Given instruction:
Tally the lines in the items below that contain the string "house", where case must match. Reply with the number alone.

Records from a data collection:
▶

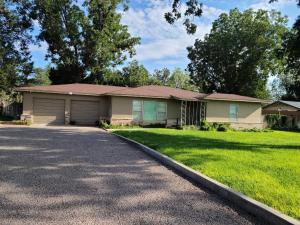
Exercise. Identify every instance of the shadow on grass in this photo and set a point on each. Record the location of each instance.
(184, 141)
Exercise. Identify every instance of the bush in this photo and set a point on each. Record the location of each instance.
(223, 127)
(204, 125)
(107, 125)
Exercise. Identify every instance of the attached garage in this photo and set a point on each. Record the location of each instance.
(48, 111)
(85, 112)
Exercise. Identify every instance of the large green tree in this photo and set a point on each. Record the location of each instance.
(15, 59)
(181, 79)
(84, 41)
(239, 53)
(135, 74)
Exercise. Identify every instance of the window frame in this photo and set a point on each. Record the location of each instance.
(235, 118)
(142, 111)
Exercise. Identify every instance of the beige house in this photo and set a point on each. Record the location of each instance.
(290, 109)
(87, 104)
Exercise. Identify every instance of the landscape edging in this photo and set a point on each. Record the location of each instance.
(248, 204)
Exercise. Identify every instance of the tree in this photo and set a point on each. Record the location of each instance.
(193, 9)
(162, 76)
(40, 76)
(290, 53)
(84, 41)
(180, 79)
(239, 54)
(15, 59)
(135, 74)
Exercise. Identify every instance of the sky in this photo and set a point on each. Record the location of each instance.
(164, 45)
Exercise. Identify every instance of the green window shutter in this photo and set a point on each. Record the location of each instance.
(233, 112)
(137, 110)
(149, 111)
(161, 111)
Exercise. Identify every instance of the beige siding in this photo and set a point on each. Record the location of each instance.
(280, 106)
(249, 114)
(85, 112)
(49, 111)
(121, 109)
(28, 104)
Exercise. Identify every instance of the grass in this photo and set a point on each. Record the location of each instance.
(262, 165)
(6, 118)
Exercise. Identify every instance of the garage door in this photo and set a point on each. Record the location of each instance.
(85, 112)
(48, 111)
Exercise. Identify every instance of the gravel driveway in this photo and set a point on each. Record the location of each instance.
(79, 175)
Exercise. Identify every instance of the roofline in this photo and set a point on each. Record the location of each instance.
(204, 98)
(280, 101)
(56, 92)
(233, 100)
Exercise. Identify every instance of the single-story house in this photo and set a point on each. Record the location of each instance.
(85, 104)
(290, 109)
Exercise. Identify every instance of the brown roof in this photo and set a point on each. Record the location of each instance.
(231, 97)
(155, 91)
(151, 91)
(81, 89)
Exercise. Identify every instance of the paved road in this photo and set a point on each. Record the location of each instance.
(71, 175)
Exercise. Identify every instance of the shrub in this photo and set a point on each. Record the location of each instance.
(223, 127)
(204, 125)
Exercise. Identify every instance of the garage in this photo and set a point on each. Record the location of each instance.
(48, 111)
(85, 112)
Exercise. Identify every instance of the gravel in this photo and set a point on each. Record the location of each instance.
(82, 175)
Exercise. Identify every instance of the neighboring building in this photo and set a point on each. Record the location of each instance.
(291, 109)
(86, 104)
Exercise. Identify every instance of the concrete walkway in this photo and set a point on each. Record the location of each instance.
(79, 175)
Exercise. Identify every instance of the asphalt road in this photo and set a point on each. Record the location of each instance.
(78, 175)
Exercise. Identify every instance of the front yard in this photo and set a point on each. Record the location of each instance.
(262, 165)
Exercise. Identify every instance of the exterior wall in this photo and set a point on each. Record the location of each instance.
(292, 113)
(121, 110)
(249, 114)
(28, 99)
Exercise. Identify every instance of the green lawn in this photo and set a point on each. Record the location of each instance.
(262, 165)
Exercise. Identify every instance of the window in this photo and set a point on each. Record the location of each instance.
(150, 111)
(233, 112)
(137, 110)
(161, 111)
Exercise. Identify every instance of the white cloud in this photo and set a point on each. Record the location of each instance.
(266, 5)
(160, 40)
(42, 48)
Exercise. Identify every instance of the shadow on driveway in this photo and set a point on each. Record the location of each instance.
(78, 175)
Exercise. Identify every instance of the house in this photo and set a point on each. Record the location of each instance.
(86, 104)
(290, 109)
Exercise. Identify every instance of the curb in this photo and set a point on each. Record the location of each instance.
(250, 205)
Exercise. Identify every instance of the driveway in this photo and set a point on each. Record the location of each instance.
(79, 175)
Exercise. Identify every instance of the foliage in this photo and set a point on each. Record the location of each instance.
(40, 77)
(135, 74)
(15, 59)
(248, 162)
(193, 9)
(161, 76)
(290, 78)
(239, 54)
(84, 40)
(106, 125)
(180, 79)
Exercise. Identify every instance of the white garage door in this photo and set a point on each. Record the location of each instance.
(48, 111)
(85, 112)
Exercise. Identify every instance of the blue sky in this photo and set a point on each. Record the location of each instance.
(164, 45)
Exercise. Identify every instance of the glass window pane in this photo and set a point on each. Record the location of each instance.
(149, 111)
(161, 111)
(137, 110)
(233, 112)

◀
▶

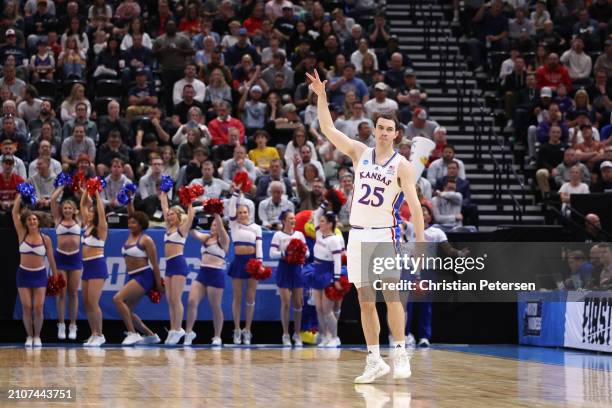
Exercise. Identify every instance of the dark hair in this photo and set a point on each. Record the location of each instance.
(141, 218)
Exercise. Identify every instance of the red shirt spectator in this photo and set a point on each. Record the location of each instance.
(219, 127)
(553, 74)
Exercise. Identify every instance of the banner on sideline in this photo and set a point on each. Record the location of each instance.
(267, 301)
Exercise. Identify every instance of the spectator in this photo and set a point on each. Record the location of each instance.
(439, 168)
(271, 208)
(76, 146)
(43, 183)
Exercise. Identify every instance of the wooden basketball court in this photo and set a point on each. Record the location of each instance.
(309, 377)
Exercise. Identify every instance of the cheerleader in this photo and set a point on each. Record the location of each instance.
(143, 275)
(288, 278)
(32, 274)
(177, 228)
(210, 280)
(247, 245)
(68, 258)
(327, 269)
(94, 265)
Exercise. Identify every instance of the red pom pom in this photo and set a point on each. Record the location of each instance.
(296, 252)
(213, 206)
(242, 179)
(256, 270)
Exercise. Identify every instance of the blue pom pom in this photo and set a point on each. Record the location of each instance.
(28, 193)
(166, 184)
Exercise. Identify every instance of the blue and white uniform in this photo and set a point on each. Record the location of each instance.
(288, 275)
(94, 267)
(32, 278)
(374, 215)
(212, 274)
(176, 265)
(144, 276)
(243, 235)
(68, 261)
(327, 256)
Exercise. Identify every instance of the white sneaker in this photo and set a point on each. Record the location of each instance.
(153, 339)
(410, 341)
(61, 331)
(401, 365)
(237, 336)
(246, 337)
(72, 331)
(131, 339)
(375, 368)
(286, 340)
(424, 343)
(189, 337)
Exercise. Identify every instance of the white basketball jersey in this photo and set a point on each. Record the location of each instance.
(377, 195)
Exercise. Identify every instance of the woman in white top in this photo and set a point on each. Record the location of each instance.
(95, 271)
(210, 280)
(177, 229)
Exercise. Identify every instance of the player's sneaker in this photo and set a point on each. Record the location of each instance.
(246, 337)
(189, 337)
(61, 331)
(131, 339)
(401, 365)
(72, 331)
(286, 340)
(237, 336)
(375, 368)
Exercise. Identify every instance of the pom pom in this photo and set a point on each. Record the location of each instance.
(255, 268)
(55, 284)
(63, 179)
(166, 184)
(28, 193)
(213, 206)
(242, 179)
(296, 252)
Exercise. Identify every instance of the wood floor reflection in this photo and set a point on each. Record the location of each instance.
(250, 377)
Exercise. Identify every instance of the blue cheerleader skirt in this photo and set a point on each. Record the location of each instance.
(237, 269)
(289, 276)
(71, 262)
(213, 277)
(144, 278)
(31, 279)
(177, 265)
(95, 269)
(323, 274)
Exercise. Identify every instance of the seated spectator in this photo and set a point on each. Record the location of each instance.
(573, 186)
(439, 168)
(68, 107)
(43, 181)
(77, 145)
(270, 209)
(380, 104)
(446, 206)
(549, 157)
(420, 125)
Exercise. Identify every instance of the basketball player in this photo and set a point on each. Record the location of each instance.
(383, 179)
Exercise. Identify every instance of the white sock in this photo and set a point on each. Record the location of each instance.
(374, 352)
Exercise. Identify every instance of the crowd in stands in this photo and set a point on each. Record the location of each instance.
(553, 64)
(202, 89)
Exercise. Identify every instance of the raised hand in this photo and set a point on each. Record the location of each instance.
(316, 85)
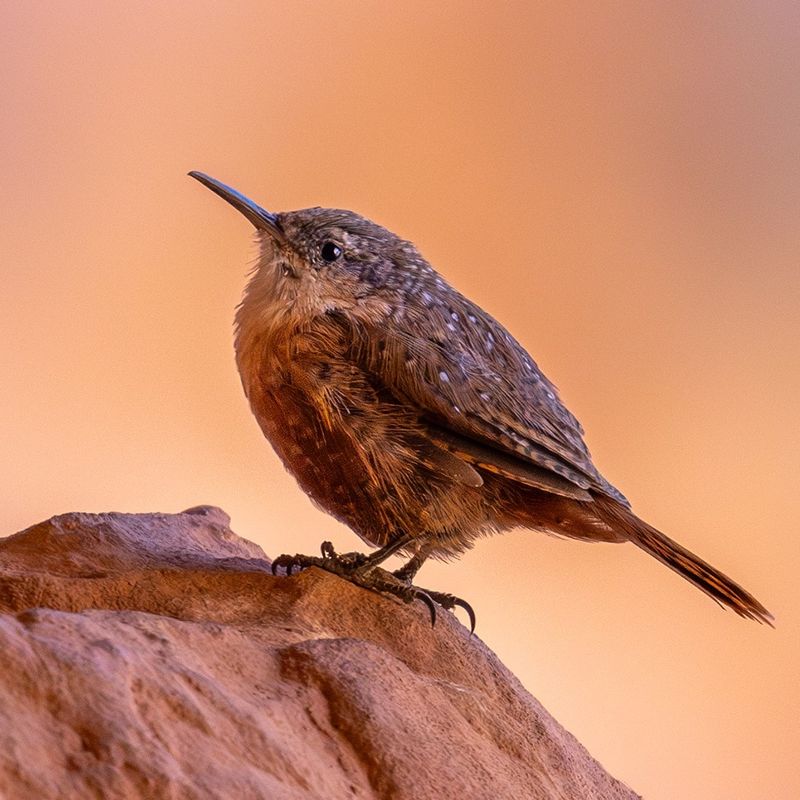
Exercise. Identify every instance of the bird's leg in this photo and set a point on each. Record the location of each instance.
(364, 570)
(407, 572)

◀

Result of this task:
3